- Given instruction -
List each line of the records that contains the string "black", treating uppercase and lowercase letters as distinct.

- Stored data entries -
# # # #
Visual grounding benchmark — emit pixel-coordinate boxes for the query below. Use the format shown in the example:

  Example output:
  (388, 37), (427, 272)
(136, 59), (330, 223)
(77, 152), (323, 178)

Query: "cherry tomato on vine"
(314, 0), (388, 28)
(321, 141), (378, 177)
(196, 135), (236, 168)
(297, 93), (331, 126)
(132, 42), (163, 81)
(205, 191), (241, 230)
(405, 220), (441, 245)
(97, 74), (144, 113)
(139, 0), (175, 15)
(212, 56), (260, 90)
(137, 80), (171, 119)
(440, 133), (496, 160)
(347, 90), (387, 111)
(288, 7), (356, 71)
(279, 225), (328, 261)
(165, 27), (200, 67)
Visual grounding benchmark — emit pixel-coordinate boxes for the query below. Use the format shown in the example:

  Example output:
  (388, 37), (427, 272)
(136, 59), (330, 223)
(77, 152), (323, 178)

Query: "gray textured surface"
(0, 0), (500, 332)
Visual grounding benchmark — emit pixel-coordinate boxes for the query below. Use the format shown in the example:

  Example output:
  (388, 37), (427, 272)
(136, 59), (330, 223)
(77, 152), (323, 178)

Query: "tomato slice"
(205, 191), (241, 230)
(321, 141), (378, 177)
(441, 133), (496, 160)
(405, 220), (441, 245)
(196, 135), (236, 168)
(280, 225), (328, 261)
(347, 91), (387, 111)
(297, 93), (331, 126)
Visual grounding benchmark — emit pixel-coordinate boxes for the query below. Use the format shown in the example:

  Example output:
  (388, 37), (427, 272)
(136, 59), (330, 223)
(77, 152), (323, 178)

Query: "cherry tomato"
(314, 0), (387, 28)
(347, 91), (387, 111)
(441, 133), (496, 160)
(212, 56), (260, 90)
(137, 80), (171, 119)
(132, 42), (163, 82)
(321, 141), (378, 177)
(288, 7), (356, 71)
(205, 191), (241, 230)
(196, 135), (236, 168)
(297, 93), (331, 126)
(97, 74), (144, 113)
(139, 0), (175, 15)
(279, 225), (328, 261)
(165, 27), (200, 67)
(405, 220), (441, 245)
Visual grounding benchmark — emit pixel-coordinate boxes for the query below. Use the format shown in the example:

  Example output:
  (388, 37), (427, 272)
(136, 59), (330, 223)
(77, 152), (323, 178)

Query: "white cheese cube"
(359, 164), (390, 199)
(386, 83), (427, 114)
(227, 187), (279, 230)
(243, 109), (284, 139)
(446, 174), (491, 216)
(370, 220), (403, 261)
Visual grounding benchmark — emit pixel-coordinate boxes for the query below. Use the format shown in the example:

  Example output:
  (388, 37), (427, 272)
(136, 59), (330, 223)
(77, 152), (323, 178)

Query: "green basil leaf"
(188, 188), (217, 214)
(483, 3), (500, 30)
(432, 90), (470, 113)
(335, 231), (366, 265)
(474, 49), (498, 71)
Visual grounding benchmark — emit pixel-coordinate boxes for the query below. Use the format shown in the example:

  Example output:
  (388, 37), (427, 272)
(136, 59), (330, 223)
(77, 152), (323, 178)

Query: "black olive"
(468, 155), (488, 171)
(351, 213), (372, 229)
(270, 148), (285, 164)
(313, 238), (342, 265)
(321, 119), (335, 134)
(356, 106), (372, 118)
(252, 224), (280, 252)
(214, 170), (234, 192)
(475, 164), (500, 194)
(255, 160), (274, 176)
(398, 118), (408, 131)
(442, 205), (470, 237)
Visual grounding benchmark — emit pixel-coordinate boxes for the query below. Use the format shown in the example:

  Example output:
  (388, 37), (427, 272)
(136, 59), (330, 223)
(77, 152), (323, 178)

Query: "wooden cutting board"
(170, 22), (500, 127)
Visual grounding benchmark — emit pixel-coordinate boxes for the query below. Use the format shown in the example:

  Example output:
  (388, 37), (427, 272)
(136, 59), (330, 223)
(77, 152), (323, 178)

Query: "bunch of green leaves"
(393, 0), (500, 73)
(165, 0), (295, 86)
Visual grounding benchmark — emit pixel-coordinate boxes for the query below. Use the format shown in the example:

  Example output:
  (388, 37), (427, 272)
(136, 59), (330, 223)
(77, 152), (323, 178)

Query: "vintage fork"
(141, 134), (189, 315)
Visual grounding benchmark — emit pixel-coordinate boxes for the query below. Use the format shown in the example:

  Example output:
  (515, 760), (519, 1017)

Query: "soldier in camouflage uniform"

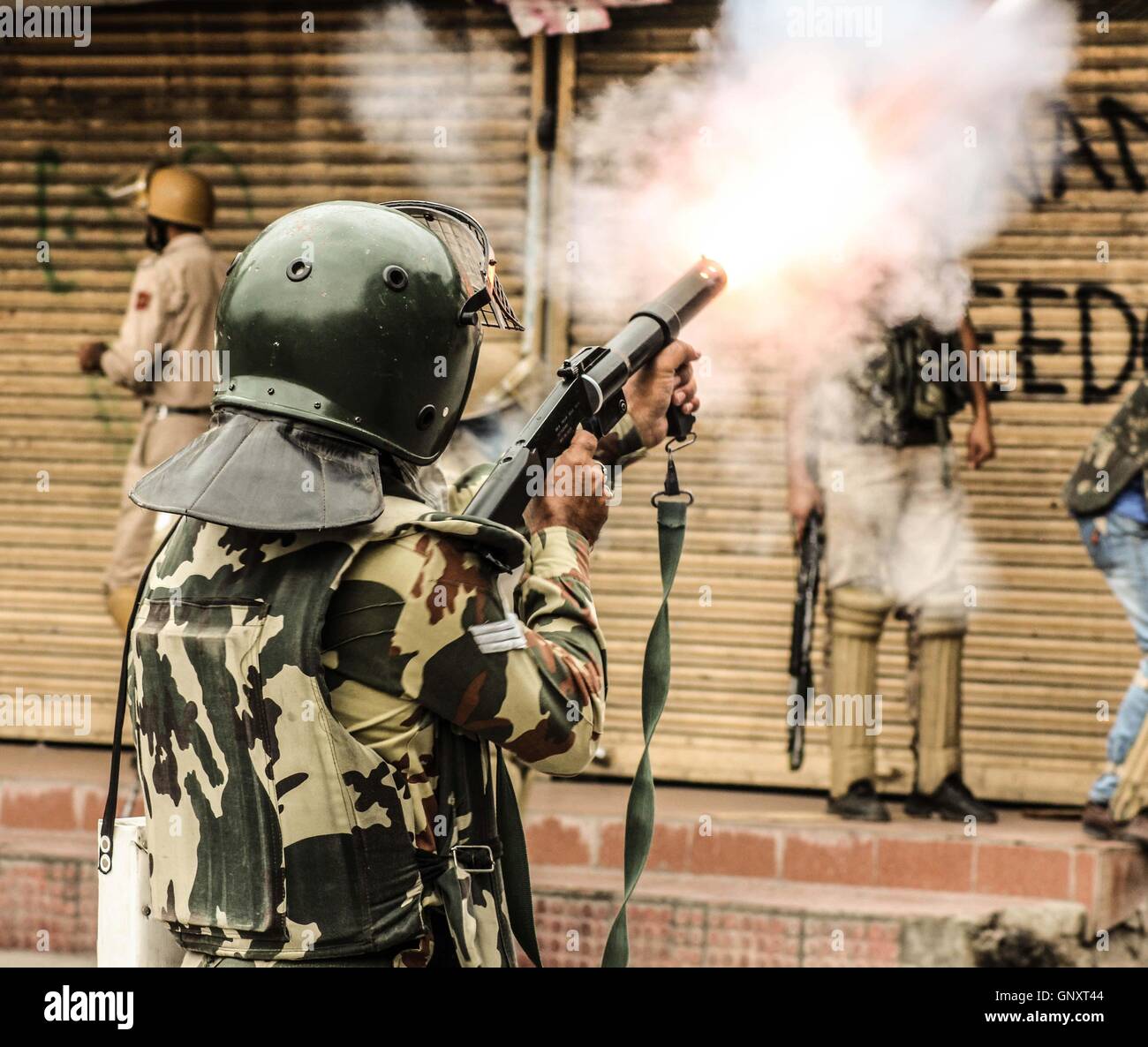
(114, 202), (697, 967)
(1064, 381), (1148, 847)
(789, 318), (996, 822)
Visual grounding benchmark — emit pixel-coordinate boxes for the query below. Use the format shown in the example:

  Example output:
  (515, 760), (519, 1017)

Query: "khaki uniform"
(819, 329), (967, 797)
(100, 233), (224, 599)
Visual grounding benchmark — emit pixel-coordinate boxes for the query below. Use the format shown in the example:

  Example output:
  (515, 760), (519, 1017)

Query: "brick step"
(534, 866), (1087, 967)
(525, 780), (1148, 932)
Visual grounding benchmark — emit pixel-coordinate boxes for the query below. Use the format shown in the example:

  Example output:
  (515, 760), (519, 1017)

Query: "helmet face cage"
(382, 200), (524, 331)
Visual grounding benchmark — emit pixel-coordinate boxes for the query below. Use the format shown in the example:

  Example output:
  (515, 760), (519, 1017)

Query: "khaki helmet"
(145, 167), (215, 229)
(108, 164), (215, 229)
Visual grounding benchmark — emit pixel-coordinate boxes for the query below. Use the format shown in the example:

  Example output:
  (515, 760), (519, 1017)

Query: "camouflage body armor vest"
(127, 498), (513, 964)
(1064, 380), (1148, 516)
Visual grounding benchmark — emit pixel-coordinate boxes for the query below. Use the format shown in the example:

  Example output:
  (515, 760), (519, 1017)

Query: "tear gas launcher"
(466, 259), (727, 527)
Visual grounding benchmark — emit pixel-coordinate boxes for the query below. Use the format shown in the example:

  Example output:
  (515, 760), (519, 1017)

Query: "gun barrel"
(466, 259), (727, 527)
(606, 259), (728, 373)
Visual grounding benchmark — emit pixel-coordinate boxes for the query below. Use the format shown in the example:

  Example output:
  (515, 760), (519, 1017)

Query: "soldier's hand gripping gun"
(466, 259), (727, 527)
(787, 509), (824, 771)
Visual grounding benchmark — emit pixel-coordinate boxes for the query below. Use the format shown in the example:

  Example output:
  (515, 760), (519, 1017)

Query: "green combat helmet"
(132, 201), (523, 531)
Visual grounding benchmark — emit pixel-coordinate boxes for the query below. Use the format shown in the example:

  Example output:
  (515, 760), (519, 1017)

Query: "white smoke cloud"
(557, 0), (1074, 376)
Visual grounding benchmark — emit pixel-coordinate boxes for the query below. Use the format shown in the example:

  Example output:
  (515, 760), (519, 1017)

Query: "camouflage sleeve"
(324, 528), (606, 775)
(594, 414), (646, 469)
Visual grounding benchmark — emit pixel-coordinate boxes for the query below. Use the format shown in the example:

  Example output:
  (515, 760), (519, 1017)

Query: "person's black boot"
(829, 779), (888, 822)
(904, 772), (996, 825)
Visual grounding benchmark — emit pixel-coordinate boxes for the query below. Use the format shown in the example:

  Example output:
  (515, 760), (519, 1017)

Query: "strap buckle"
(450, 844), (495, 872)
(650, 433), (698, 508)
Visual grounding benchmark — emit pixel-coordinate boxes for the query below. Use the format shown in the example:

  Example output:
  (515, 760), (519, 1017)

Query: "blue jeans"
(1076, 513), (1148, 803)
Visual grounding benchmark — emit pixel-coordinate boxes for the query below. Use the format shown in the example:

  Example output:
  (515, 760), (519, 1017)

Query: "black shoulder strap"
# # # #
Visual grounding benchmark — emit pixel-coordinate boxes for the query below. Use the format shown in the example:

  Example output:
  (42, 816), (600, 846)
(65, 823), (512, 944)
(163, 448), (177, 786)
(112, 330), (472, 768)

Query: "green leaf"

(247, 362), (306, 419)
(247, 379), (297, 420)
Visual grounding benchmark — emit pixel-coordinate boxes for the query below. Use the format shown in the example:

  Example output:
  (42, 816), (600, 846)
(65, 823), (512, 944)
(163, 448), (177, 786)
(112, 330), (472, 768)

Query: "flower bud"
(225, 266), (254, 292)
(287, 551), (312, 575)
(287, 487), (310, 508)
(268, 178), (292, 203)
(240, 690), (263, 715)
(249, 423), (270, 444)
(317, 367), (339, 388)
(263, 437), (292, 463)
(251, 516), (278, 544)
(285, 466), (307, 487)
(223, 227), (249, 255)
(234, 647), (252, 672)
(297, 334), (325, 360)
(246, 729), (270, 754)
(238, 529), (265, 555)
# # # #
- Response -
Query: "black olive"
Query: "person's black boot"
Query: "black shoulder strap"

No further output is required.